■ Trecho do documento
*-*-*

Santiago Ilídio Andrade, 49, “era um cara bem alegre, que brincava com todo mundo” e que não gostava de cobrir manifestações. Foi assim que Edeilton Macedo, cinegrafista da Band há 13 anos, lembrou do colega durante o velório que acontece nesta quinta-feira (13), no cemitério do Caju, na Zona Portuária da capital fluminense, quatro dias depois da manifestação contra o aumento da tarifa de ônibus, no centro do Rio, na qual Andrade foi atingido fatalmente na cabeça por um rojão.

“Ele era muito precavido, cuidadoso, mas tinha até medo de cobrir protestos. E olhe que ele também cobria conflito em morros”, disse Macedo.

*-*-*

■ Informações fornecidas
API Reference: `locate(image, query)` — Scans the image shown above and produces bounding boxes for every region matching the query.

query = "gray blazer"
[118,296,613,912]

*-*-*

■ Enunciado
Retome o trecho sobre o velório de Santiago Ilídio Andrade, dando continuidade a partir da última frase apresentada.

■ Resposta do exercício
O cinegrafista conta que desde sexta-feira (7), quando chega ao prédio da emissora, olha para o lugar onde o colega e amigo costumava sentar quando estava na redação. “Não dá pra acreditar. Acho que minha ficha ainda não caiu”, disse. “Eu trabalhava no período anterior ao dele. No dia que aconteceu [6 de fevereiro], antes de chegar na Band, ele desviou do caminho dele para me dar carona e me deixar em casa.”

De acordo com a repórter Camila Grecco, também da Band, que está participando da cobertura do velório, Santiago “sempre se preocupava com a equipe”. “Se ele soubesse que estava numa situação de muito risco, ele jamais estaria ali”, declarou, entre lágrimas, a jornalista, que fez diversas reportagens em parceria com o cinegrafista.

Também amigo de Santiago, o repórter da Band Alexandre Tortoriello falou aos colegas que pediu para participar da cobertura do velório e da cremação do cinegrafista “em homenagem a ele”. “O momento mais difícil que eu tive na minha carreira foi anunciar ao vivo a morte do Santiago. Eu achei que não fosse conseguir, a voz embargou”, lembrou o jornalista.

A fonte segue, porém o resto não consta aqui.